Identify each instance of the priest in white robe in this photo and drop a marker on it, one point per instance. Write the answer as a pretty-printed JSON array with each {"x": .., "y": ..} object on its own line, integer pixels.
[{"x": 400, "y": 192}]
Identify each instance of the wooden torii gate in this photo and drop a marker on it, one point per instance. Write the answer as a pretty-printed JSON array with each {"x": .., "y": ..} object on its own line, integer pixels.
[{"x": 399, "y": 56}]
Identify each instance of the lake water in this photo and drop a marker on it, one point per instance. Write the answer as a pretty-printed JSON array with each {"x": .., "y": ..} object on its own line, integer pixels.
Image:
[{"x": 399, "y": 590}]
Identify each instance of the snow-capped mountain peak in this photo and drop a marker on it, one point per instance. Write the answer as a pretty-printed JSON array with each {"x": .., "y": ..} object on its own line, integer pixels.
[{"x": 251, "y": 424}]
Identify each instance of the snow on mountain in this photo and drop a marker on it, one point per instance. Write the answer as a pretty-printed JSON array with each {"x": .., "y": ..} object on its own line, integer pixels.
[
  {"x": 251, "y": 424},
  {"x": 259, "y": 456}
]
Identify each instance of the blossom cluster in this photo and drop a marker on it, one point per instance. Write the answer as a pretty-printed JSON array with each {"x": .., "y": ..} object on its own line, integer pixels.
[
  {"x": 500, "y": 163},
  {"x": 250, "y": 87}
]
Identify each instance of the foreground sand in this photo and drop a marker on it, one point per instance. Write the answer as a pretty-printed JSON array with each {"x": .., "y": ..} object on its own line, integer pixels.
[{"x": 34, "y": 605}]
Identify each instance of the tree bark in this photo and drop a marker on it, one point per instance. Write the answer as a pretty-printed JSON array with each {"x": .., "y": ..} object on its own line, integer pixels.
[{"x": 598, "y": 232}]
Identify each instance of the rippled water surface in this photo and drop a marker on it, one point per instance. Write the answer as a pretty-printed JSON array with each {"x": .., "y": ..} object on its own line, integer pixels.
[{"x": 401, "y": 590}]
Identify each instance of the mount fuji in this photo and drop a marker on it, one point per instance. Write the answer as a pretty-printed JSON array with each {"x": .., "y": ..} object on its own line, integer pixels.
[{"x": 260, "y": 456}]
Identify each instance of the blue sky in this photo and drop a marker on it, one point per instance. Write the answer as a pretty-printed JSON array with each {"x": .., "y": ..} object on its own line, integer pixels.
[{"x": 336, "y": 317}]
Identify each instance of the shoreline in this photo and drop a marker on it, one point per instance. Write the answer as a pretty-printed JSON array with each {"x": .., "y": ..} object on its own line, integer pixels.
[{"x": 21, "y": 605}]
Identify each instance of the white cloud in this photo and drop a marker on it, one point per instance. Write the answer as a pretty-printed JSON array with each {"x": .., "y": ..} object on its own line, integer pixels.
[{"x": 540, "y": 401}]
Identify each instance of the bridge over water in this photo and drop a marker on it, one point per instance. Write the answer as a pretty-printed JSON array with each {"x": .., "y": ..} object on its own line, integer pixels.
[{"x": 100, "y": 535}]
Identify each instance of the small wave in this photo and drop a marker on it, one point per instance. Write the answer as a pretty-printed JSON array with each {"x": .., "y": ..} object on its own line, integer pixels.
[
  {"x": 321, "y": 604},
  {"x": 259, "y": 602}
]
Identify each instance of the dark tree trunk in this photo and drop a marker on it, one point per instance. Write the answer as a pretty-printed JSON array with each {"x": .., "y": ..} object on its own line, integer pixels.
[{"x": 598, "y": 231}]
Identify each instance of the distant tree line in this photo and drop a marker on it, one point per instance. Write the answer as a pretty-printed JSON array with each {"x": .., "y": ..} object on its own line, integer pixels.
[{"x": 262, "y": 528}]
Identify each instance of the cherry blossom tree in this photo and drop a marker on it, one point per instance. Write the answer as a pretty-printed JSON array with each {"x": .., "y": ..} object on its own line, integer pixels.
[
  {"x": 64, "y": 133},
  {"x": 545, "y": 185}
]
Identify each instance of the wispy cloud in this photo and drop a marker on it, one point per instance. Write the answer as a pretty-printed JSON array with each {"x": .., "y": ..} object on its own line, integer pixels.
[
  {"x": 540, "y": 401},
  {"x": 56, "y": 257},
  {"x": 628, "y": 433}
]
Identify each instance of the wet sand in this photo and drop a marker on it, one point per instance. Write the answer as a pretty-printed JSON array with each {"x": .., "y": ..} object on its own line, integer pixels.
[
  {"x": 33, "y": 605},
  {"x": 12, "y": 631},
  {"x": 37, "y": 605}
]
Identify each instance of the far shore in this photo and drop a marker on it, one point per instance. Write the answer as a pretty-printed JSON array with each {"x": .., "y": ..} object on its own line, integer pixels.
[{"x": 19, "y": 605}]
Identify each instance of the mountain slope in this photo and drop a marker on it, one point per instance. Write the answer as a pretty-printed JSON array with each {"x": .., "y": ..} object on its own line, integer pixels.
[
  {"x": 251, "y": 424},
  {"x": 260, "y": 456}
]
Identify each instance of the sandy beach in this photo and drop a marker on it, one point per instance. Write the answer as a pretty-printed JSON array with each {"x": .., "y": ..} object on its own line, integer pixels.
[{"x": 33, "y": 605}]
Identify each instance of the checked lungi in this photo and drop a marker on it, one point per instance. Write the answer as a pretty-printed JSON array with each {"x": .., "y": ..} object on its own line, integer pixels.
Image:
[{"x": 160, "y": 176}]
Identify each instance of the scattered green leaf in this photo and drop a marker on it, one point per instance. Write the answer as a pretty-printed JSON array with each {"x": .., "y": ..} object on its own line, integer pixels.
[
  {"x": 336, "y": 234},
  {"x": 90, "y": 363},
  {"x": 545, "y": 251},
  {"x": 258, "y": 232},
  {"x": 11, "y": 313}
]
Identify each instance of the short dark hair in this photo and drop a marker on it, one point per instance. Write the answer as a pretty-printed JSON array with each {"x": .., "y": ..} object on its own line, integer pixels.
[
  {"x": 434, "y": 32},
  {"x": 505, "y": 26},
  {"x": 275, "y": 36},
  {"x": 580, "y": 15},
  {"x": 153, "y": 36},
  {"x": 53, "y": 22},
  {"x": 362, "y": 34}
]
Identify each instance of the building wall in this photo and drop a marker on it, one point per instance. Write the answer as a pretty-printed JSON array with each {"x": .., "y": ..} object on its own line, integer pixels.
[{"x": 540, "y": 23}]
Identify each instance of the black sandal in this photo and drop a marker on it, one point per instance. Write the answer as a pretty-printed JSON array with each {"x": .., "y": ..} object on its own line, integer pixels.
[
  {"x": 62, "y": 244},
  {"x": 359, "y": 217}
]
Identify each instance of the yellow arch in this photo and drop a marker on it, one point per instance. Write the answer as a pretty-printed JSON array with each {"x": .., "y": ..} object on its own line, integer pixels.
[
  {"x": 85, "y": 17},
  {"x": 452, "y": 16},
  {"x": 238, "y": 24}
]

Task →
Your task is to retype the whole listing, keeping every word exactly as it is.

Expected answer →
Identify each instance of the priest in white robe in this photo and drop a marker on it, one point per instance. Write the answer as a pretty-printed JSON array with each {"x": .., "y": ..} object on its own line, integer pixels.
[{"x": 400, "y": 192}]
Identify each instance of the wooden torii gate in this photo and drop a marker on it, one point per instance. Write the answer as a pretty-printed JSON array with each {"x": .., "y": ..} object on its own line, integer pixels.
[{"x": 399, "y": 56}]
Identify each instance of the lake water in this photo and drop a marker on it, one point per instance. Write the answer as a pretty-printed JSON array with each {"x": .., "y": ..} object on its own line, integer pixels.
Image:
[{"x": 399, "y": 590}]
Identify each instance of the snow-capped mountain peak in this photo and drop a marker on it, one point per instance. Write the answer as a pretty-printed JSON array with each {"x": .., "y": ..} object on its own line, integer pixels.
[{"x": 251, "y": 424}]
Identify each instance of the snow on mountain in this photo and drop a marker on it, one point per instance. Write the answer as a pretty-printed JSON array with each {"x": .., "y": ..} object on its own line, integer pixels.
[
  {"x": 251, "y": 424},
  {"x": 259, "y": 456}
]
Identify each instance of the blossom cluster in this photo and drop a marker on it, one point per instance. Write the answer as a pretty-printed JSON array with each {"x": .., "y": ..} object on its own line, integer pixels.
[
  {"x": 500, "y": 163},
  {"x": 250, "y": 87}
]
Identify each instance of the foreground sand in this photo and drop a marker on it, one point per instance. Write the answer as a pretty-printed JSON array with each {"x": .., "y": ..} object on its own line, integer pixels.
[{"x": 34, "y": 605}]
Identify each instance of the tree bark in this photo and drop a marker on it, one point per instance. Write the answer as a pretty-printed JSON array with each {"x": .., "y": ..} object on its own line, integer pixels.
[{"x": 598, "y": 232}]
Identify each instance of the rippled water surface in this photo and drop a marker on it, one point per instance. Write the answer as a pretty-printed JSON array with each {"x": .., "y": ..} object on its own line, integer pixels.
[{"x": 401, "y": 590}]
Identify each instance of the mount fuji in this photo and drop a marker on it, one point per instance. Write the answer as a pretty-printed JSON array with each {"x": .., "y": ..} object on its own line, integer pixels.
[{"x": 260, "y": 456}]
Identify each instance of the blue sky in this photo and drop a marker on it, one point per instance. Write the answer as a pretty-printed JSON array with each {"x": .., "y": ..} object on its own line, integer pixels.
[{"x": 336, "y": 317}]
Identify each instance of the shoreline in this photo and drop a marker on it, one point per instance. Write the answer as a pretty-printed JSON array with each {"x": .., "y": ..} object on its own line, integer pixels.
[{"x": 21, "y": 605}]
Identify each instance of the white cloud in this photo and drop a marker on it, one point per instance. Write the answer as a pretty-printed JSON array with each {"x": .., "y": ..} object on its own line, integer pixels.
[{"x": 540, "y": 401}]
Identify each instance of the bridge over water in this photo and drop a marker on it, one point per instance. Write the answer as a pretty-printed JSON array with each {"x": .., "y": ..} object on its own line, integer pixels.
[{"x": 100, "y": 535}]
Identify each instance of the small wave in this photo and drop a marker on it, one point per instance. Write the answer as a pretty-printed JSON array with each {"x": .., "y": ..} object on its own line, integer pixels.
[
  {"x": 321, "y": 604},
  {"x": 259, "y": 602}
]
Identify each instance of the dark tree trunk in this photo and drop a marker on it, one point per instance. Write the answer as a pretty-printed JSON array with each {"x": .., "y": ..} object on its own line, integer pixels.
[{"x": 598, "y": 231}]
Identify each instance of the distant tree line in this photo and drop a marker on it, one point per instance. Write the answer as a pretty-printed JSON array with each {"x": .., "y": ..} object on its own line, integer pixels.
[{"x": 262, "y": 528}]
Identify each instance of the cherry blossom tree in this photo and drop a marker on it, one point per instance. Write the answer as a pretty-printed JSON array with each {"x": .., "y": ..} object on its own line, integer pixels.
[
  {"x": 64, "y": 133},
  {"x": 545, "y": 185}
]
Identify each instance of the wispy cloud in this photo and drop a marker on it, one point per instance. Write the answer as a pretty-printed JSON array with each {"x": .., "y": ..} object on its own line, integer pixels.
[
  {"x": 540, "y": 401},
  {"x": 56, "y": 257},
  {"x": 628, "y": 433}
]
Identify each instance of the wet sand in this photo and drop a marker on it, one point per instance. Write the answer as a pretty-printed JSON array with each {"x": .., "y": ..} object on its own line, integer pixels.
[
  {"x": 33, "y": 605},
  {"x": 12, "y": 631},
  {"x": 37, "y": 605}
]
Identify each instance of the far shore in this photo and drop a marker on it, one point per instance. Write the answer as a pretty-printed JSON array with each {"x": .., "y": ..} object on its own line, integer pixels.
[{"x": 19, "y": 605}]
Identify each instance of the mountain slope in this photo and drop a marker on it, one point per instance. Write the answer as a pretty-printed JSON array with each {"x": .., "y": ..} object on its own line, integer pixels.
[
  {"x": 251, "y": 424},
  {"x": 260, "y": 456}
]
Identify each instance of the sandy beach in this photo and drop a marker on it, one point per instance. Write the answer as a pretty-printed JSON array with each {"x": .., "y": ..} object on its own line, integer pixels.
[{"x": 33, "y": 605}]
Identify each instance of the checked lungi in this photo and drop a marker on it, one point per instance. Write the answer as a pretty-printed JSON array with each {"x": .., "y": ..} object on its own line, integer pixels.
Image:
[{"x": 160, "y": 176}]
Identify each instance of the scattered green leaf in this photo and drop a marker on it, one point per instance. Write the answer as a pretty-printed JSON array with each {"x": .., "y": ..} object on its own line, integer pixels.
[
  {"x": 336, "y": 234},
  {"x": 90, "y": 363},
  {"x": 545, "y": 251},
  {"x": 258, "y": 232},
  {"x": 11, "y": 313}
]
Identify each instance of the short dark hair in this photo and drop a marker on it, one point per instance. Write the answer as a pretty-printed JSON array with each {"x": .., "y": ..} object on its own line, integer pixels.
[
  {"x": 434, "y": 32},
  {"x": 505, "y": 26},
  {"x": 275, "y": 36},
  {"x": 580, "y": 15},
  {"x": 153, "y": 36},
  {"x": 53, "y": 22},
  {"x": 362, "y": 34}
]
Identify each instance of the building wall in this photo and drop a marker on it, one point per instance. Write the answer as a pretty-printed JSON array with each {"x": .., "y": ..} object on its own line, integer pixels.
[{"x": 540, "y": 23}]
Identify each instance of the black sandal in this photo and drop a marker on it, one point per instance. Write the answer as a pretty-printed JSON array with each {"x": .., "y": ..} object on its own line, integer pixels.
[
  {"x": 62, "y": 244},
  {"x": 359, "y": 217}
]
Identify each instance of the yellow arch in this photo and drop a marker on it, one point per instance. Write the answer as a pretty-printed JSON array with each {"x": .., "y": ..} object on its own line, integer pixels.
[
  {"x": 85, "y": 17},
  {"x": 452, "y": 16},
  {"x": 238, "y": 24}
]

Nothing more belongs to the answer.